— 課題の内容 —
• 1. 円安についての文章を2文でまとめてください。
• 2. 円安についての文章の最後の文に続けて、その先を書き足してください。

このように、円安は円をドルに換えるときにはデメリットとなりますが、その一方でドルを円に換える場合にはメリットになります。外国からの観光客が日本を訪れた際、1ドル=100円から、1ドル=150円になったとします。今までは100ドルで10,000円分の買い物ができましたが、同じ100ドルで15,000円分の買い物ができるようになります。1ドル150円の方がドルの価値が高い(円の価値が低い=円安)ことがわかります。
ところで、そもそもなぜ円安が進行しているのでしょう。理由はいろいろとありますが、ここ最近の主な理由の一つはアメリカと日本の金利差によるものです。2022年11月現在、10年国債の利回りがアメリカは年4%前後で推移しているのに対し、日本は年0.2%台です。日本にお金を預けてもお金は増えないので、円を売って金利の高いドルを買おうという動きが進み、円安となっているのです。
インフレと円安の関係とは
ここからは、インフレと円安の関係について見ていきましょう。
先ほどお伝えしたように、インフレとは「モノ」や「サービス」の値段が継続的に上がることです。インフレがあまりに進行すると賃金の上昇が追いつかず、モノが高すぎて売れなくなってしまうという事態が起こります。

— 集めたデータ —

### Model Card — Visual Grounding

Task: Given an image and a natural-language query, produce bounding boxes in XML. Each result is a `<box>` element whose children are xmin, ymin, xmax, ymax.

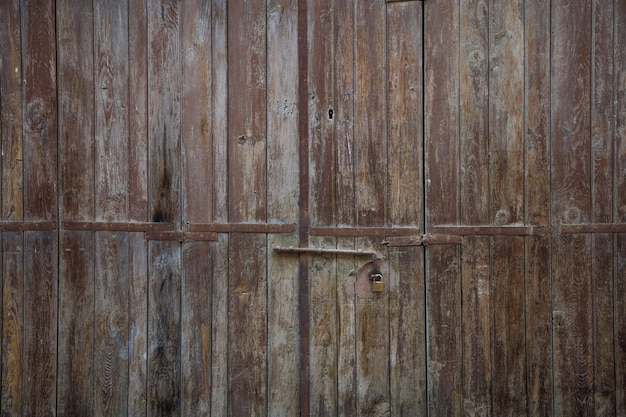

— 課題の答え —
• 1. 円安は円をドルに換えるときにはデメリットですが、ドルを円に換えるときにはメリットになり、1ドル=100円から150円になると、同じ100ドルで買える額が10,000円分から15,000円分に増えます。最近の円安の主な理由の一つはアメリカと日本の金利差で、日本にお金を預けても増えないため、円を売って金利の高いドルを買う動きが進んでいます。

• 2.
アメリカでは2021年前半からインフレが始まり、2022年6月には前年同月比でなんと9.1%のインフレとなりました。そこで、行き過ぎたインフレを抑えるために、アメリカでは金利を上げて企業や個人がお金を借りにくくし、インフレがさらに進むのを抑える政策をとっています。
それに対して、日本はまだ金利を低く抑えているため、日米の金利差が生じて円安につながっています。つまり、今回の円安はインフレを発端としたアメリカの利上げ政策が原因で加速しているのです。
インフレや円安が家計に与える影響
日本は、エネルギーや食料品の多くを海外からの輸入に頼っています。日常生活に欠かせない、ガソリンや電気、ガスなどの燃料や、小麦粉や食用油、肉といった食料品の輸入価格がインフレや円安の影響を受けて高騰を続けています。
ここで、インフレや円安がモノの値段にどのような影響を与えているのか、10年前と現在の小売価格で比較してみましょう。
海外から原料を輸入するモノの中には、10年間で5割以上小売価格が上昇した品目もあります。これに対し、国税庁の「令和3年分民間給与実態統計調査」によると平均賃金は2012年の408万円から2021年の443万円と9%の上昇にとどまっており、実質的には家計が厳しくなっていることがうかがえます。
家庭でできる対応策とは?
ローンの借換えでストレスなく節約
では、賃金上昇がインフレに追いつかない中で、家庭でできる対応策について考えてみましょう。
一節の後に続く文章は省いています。